# [Document source]

————————

L’Afrique de Flaubert est la vérité même : vérité du décor et de la couleur ; et vérité plus profonde, celle des races. Les types de Salammbô sont « absolument africains. » Et l’âme de l’Afrique « n’a pas changé, depuis des siècles. » Les personnages de Salammbô, M. Bertrand les a rencontrés en Afrique. « Le rival d’Hamilcar (dit-il), le vieux Suffète de la mer, rongé par la lèpre et accablé sous sa graisse malsaine, c’est l’âpre marchand juif ou maltais, sémite comme Hannon, qu’on peut voir encore dans les boutiques sordides d’Alger ou de Constantine, comme dans les souks de Tunis. Narr Havas, c’est le grand chef du Sud, le cavalier aux yeux de gazelle, qui épouse nos filles, boit notre Champagne, accepte nos décorations, prêt d’ailleurs à passer du jour au lendemain dans le camp de nos ennemis ; Spendius, c’est l’aventurier napolitain ou espagnol, bon à toutes les besognes, ruffian ou tenancier de maisons louches, fanfaron et vantard, se poussant par tous les sales métiers, ébahi d’une fortune soudaine, qu’il gaspille et qu’il perd avec la même facilité qu’il l’a acquise. Mathô, c’est le bon nègre, ou le fidèle spahi, épris de la fille de son général, fait uniquement pour servir, fier de porter nos médailles, très capable d’ailleurs d’un gros héroïsme et qui finit par se faire tuer pour nous dans quelque Tonkin ou quelque Madagascar. » Je crois qu’on est ravi de le savoir. On le devinait : désormais on a de quoi répondre à qui, dans Salammbô, ne veut apercevoir que de l’archéologie. Il y a, dans Salammbô, de la vie, ancienne et durable.

————————

# [Consigne 1]
D'après le texte sur Salammbô, pourquoi l'Afrique de Flaubert est-elle « la vérité même » ? Répondez en une à trois phrases.
Le texte sur Salammbô et les lignes présentées ensuite n'ont aucun lien entre eux.

————————

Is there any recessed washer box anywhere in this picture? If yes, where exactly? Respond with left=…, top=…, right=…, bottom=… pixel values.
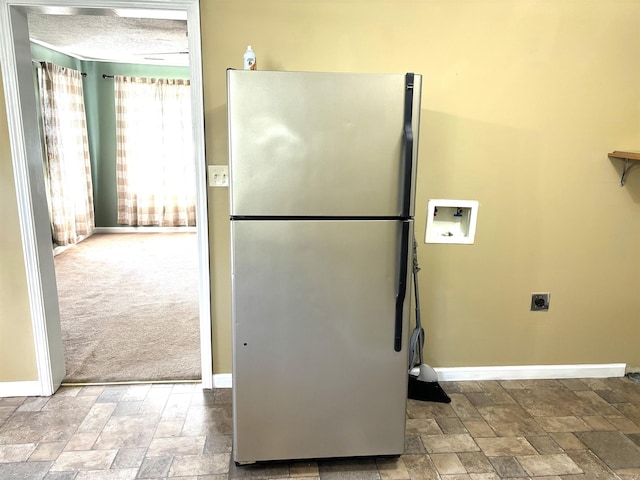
left=424, top=199, right=479, bottom=245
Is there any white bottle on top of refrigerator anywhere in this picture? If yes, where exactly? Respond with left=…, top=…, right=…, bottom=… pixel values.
left=244, top=45, right=256, bottom=70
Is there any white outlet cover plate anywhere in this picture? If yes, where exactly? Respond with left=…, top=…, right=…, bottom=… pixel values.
left=208, top=165, right=229, bottom=187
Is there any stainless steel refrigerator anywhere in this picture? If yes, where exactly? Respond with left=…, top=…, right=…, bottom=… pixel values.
left=227, top=70, right=422, bottom=463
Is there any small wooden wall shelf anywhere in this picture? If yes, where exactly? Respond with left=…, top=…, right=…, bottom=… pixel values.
left=609, top=150, right=640, bottom=187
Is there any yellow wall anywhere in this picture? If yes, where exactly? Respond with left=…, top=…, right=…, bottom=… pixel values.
left=0, top=0, right=640, bottom=381
left=201, top=0, right=640, bottom=372
left=0, top=67, right=38, bottom=382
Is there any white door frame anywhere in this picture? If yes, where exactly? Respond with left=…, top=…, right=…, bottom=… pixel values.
left=0, top=0, right=213, bottom=395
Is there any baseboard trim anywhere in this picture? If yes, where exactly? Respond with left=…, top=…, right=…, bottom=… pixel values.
left=434, top=363, right=626, bottom=382
left=213, top=373, right=233, bottom=388
left=0, top=380, right=42, bottom=398
left=213, top=363, right=627, bottom=388
left=94, top=227, right=198, bottom=233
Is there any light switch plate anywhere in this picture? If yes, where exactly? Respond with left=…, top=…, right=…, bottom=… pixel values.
left=208, top=165, right=229, bottom=187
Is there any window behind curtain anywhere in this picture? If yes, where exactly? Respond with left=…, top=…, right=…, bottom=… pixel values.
left=114, top=75, right=196, bottom=226
left=38, top=62, right=95, bottom=245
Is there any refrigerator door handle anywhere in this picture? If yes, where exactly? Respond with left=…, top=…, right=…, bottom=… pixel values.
left=393, top=221, right=409, bottom=352
left=402, top=73, right=414, bottom=218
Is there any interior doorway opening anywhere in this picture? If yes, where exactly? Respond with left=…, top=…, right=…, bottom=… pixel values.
left=0, top=0, right=213, bottom=395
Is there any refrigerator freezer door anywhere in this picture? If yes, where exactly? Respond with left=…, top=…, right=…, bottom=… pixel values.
left=232, top=220, right=413, bottom=462
left=227, top=70, right=421, bottom=217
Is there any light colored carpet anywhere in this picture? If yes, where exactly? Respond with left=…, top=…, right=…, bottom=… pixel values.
left=55, top=233, right=201, bottom=382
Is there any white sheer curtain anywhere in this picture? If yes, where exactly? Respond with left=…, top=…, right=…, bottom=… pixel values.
left=38, top=62, right=95, bottom=245
left=114, top=75, right=196, bottom=226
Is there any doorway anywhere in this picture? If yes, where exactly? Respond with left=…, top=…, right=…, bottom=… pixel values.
left=0, top=0, right=213, bottom=395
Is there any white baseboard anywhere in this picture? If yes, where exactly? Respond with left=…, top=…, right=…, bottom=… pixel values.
left=94, top=227, right=198, bottom=233
left=0, top=381, right=42, bottom=398
left=213, top=363, right=626, bottom=388
left=434, top=363, right=626, bottom=382
left=213, top=373, right=232, bottom=388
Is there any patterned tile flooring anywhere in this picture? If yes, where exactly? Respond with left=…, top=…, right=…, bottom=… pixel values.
left=0, top=378, right=640, bottom=480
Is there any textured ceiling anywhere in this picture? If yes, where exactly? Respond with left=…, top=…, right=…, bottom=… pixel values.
left=28, top=14, right=189, bottom=65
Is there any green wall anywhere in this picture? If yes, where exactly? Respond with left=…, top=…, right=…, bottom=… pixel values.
left=31, top=44, right=189, bottom=227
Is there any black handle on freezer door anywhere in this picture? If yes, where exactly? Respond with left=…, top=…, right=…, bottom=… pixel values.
left=402, top=73, right=414, bottom=217
left=393, top=221, right=409, bottom=352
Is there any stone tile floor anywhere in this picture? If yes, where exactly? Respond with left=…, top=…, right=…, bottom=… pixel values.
left=0, top=378, right=640, bottom=480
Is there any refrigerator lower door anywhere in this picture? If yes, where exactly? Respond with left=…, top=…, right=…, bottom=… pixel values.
left=232, top=220, right=413, bottom=463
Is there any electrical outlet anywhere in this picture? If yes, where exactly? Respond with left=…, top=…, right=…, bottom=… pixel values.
left=531, top=293, right=549, bottom=312
left=209, top=165, right=229, bottom=187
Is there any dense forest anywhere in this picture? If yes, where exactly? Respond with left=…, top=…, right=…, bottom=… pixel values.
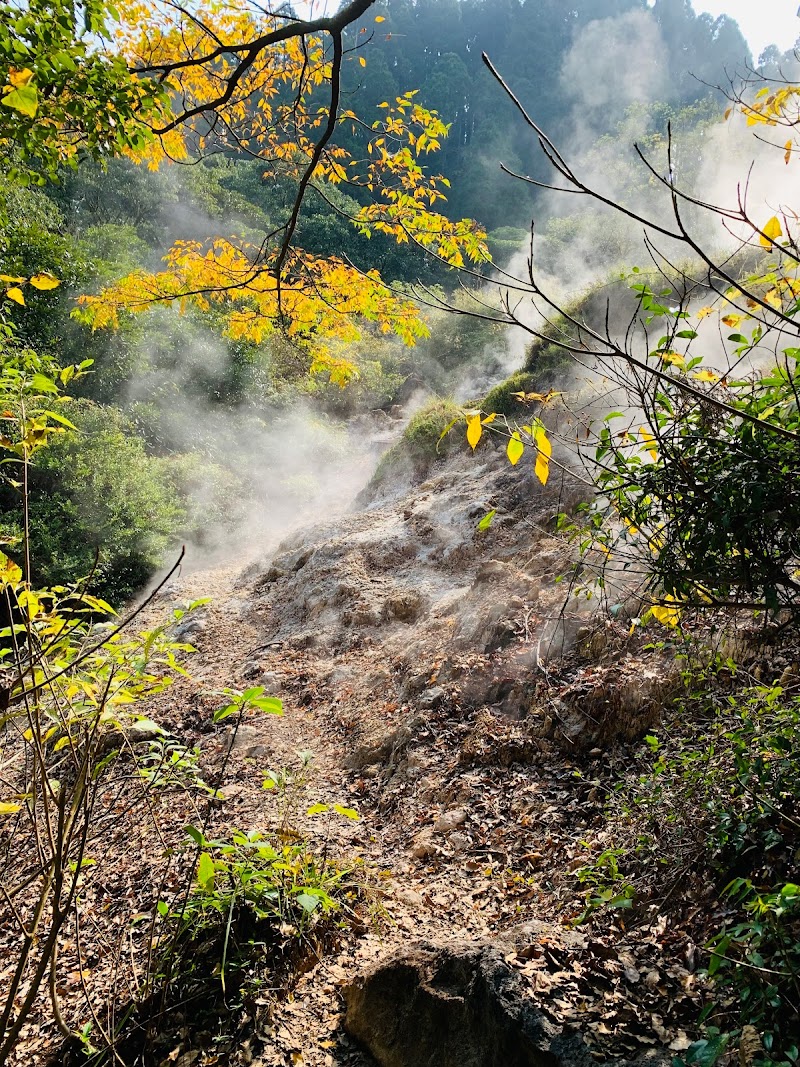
left=0, top=0, right=800, bottom=1067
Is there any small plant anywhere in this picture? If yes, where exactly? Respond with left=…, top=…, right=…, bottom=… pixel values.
left=575, top=848, right=636, bottom=925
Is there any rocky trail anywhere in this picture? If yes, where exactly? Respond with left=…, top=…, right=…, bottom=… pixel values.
left=4, top=435, right=699, bottom=1067
left=101, top=439, right=695, bottom=1067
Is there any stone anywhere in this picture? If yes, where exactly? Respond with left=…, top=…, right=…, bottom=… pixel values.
left=175, top=617, right=206, bottom=641
left=343, top=944, right=591, bottom=1067
left=411, top=830, right=437, bottom=860
left=419, top=685, right=447, bottom=707
left=433, top=808, right=466, bottom=833
left=228, top=722, right=269, bottom=760
left=342, top=942, right=669, bottom=1067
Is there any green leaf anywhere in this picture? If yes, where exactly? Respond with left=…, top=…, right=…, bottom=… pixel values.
left=183, top=826, right=206, bottom=848
left=506, top=430, right=525, bottom=466
left=31, top=373, right=59, bottom=394
left=42, top=411, right=78, bottom=431
left=334, top=803, right=361, bottom=822
left=686, top=1034, right=731, bottom=1067
left=0, top=85, right=38, bottom=118
left=298, top=893, right=320, bottom=915
left=251, top=697, right=284, bottom=715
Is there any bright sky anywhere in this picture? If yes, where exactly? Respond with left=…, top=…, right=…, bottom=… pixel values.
left=294, top=0, right=800, bottom=60
left=694, top=0, right=800, bottom=60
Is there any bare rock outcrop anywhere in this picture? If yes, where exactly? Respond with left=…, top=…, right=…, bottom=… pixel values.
left=345, top=943, right=669, bottom=1067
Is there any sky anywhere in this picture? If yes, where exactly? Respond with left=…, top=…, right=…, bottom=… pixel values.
left=294, top=0, right=800, bottom=60
left=694, top=0, right=800, bottom=59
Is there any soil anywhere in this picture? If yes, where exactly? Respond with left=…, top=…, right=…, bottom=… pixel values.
left=3, top=441, right=725, bottom=1067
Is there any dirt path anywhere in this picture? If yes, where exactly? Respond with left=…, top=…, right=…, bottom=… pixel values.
left=134, top=550, right=507, bottom=1065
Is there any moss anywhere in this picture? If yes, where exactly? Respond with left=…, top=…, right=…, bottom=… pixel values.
left=479, top=370, right=539, bottom=415
left=401, top=400, right=461, bottom=460
left=368, top=400, right=463, bottom=489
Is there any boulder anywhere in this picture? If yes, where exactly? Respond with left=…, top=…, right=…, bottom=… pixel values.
left=343, top=942, right=665, bottom=1067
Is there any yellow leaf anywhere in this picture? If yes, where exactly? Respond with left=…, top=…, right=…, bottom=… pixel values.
left=9, top=67, right=33, bottom=89
left=533, top=426, right=553, bottom=485
left=758, top=214, right=783, bottom=249
left=639, top=426, right=658, bottom=463
left=661, top=352, right=686, bottom=367
left=31, top=272, right=61, bottom=289
left=506, top=430, right=525, bottom=466
left=0, top=552, right=22, bottom=588
left=466, top=415, right=483, bottom=449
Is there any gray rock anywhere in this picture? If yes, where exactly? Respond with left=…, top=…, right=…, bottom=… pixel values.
left=447, top=833, right=473, bottom=853
left=343, top=944, right=591, bottom=1067
left=228, top=722, right=270, bottom=760
left=175, top=617, right=206, bottom=641
left=411, top=830, right=438, bottom=860
left=419, top=685, right=447, bottom=707
left=343, top=943, right=665, bottom=1067
left=433, top=808, right=466, bottom=833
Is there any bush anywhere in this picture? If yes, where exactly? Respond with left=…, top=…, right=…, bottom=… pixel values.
left=368, top=400, right=463, bottom=490
left=2, top=401, right=186, bottom=603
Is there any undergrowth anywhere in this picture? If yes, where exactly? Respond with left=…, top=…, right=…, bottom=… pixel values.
left=576, top=662, right=800, bottom=1067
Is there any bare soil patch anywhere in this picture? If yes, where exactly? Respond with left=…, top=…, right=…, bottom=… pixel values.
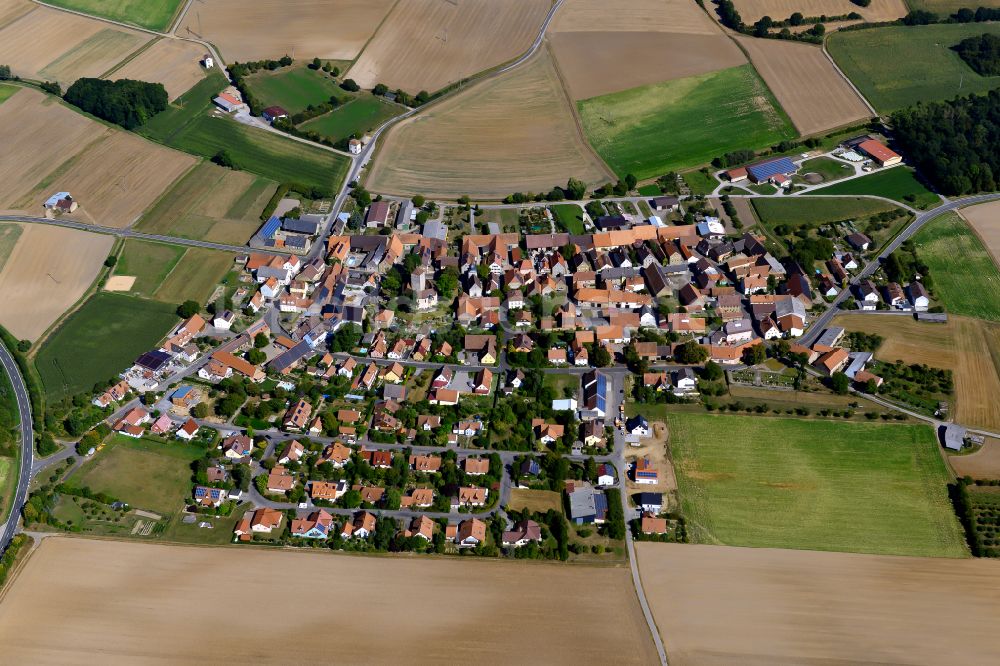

————————

# [Consigne 2]
Relevez chaque ligne contenant le mot « bare », en tenant compte de la casse.

# [Corrigé 1]
Elle l'est d'abord par la vérité du décor et de la couleur, puis par une vérité plus profonde, celle des races. Les types du roman sont en effet « absolument africains », et l'âme de l'Afrique « n'a pas changé, depuis des siècles ».

# [Corrigé 2]
Is there any bare rock outcrop anywhere in this picture? If yes, where exactly? Respond with left=…, top=…, right=…, bottom=… pixel values.
Is there any bare soil patch anywhere in this picture? If yes, where exactly? Respond with left=…, top=…, right=…, bottom=… pixel values.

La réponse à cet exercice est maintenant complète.